--- Begin Recorded information ---

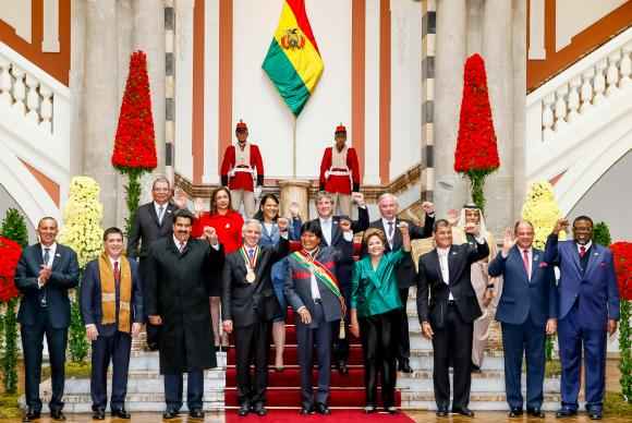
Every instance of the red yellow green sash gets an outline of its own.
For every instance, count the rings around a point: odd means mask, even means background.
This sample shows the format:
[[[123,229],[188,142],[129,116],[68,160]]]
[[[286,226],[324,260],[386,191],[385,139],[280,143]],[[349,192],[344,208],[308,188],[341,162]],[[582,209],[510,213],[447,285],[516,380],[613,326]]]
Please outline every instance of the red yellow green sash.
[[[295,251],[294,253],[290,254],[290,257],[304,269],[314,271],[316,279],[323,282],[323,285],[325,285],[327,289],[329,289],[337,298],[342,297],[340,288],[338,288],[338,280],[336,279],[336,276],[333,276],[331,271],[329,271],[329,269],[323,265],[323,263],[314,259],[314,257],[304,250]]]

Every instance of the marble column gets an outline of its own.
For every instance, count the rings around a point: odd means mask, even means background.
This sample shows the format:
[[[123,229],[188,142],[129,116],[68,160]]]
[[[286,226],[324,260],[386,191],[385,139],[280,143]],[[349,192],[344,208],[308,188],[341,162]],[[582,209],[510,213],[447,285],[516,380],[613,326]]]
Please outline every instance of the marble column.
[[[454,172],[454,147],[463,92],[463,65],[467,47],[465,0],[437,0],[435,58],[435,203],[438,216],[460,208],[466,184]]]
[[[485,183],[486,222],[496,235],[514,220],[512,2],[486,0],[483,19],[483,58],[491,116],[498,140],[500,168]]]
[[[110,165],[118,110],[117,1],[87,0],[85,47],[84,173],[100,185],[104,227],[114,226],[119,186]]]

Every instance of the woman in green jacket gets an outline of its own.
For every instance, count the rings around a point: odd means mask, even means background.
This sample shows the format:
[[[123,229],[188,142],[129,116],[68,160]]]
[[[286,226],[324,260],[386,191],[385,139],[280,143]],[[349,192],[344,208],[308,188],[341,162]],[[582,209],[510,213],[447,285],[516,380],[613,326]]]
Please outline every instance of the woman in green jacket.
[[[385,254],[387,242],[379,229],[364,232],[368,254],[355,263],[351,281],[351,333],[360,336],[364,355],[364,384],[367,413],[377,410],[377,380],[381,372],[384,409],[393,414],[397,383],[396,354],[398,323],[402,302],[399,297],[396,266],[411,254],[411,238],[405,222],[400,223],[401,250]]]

--- End Recorded information ---

* Directive
Give the rows above as a JSON list of strings, one string per line, omitting blank lines and picture placeholders.

* The reply
[
  "Every instance of the red yellow green sash gets an outline of its own.",
  "For every instance, count the rings around a point: odd means mask, even means background.",
  "This sample shows the format:",
  "[[[123,229],[188,142],[129,116],[68,160]]]",
  "[[[286,226],[324,260],[386,191],[385,139],[280,143]],[[349,192],[344,208],[308,188],[341,162]],[[582,209],[510,213],[447,285],[516,380],[613,326]]]",
  "Please outline every instance of the red yellow green sash.",
  "[[[295,251],[294,253],[290,254],[290,257],[304,269],[314,271],[316,279],[323,282],[323,285],[325,285],[327,289],[329,289],[337,298],[342,297],[340,288],[338,288],[338,280],[336,279],[336,276],[333,276],[331,271],[329,271],[329,269],[323,265],[323,263],[314,259],[314,257],[304,250]]]",
  "Every instance of the marble column gets an outline of its own.",
  "For every instance, count the rings around a point: odd means mask, even means background.",
  "This sample shows the format:",
  "[[[123,229],[188,142],[129,116],[68,160]]]",
  "[[[286,226],[324,260],[386,191],[385,139],[280,143]],[[349,192],[344,208],[308,188],[341,162]],[[582,209],[510,213],[447,285],[516,380],[613,326]]]",
  "Please outline every instance of the marble column.",
  "[[[454,172],[454,147],[463,92],[463,65],[467,47],[465,0],[437,0],[435,58],[435,203],[438,216],[460,208],[466,184]]]",
  "[[[485,183],[486,222],[496,235],[514,220],[512,2],[486,0],[483,19],[483,58],[491,116],[498,140],[500,168]]]",
  "[[[110,165],[118,110],[117,1],[87,0],[85,47],[84,173],[100,185],[104,227],[114,226],[119,186]]]",
  "Every instance of the woman in green jacket gets an outline of its own.",
  "For every instance, count the rings around a point: odd means mask, even means background.",
  "This sample shows the format:",
  "[[[123,229],[188,142],[129,116],[68,160]]]",
  "[[[286,226],[324,260],[386,191],[385,139],[280,143]],[[349,192],[344,208],[308,188],[341,162]],[[582,209],[510,213],[447,285],[516,380],[613,326]]]",
  "Please outline every instance of the woman in green jacket.",
  "[[[385,254],[387,242],[379,229],[364,232],[368,254],[355,263],[351,281],[351,333],[360,336],[364,355],[364,384],[367,413],[377,410],[377,380],[381,372],[384,409],[393,414],[397,383],[396,354],[398,323],[402,302],[399,297],[396,266],[411,254],[411,238],[405,222],[400,223],[401,250]]]"
]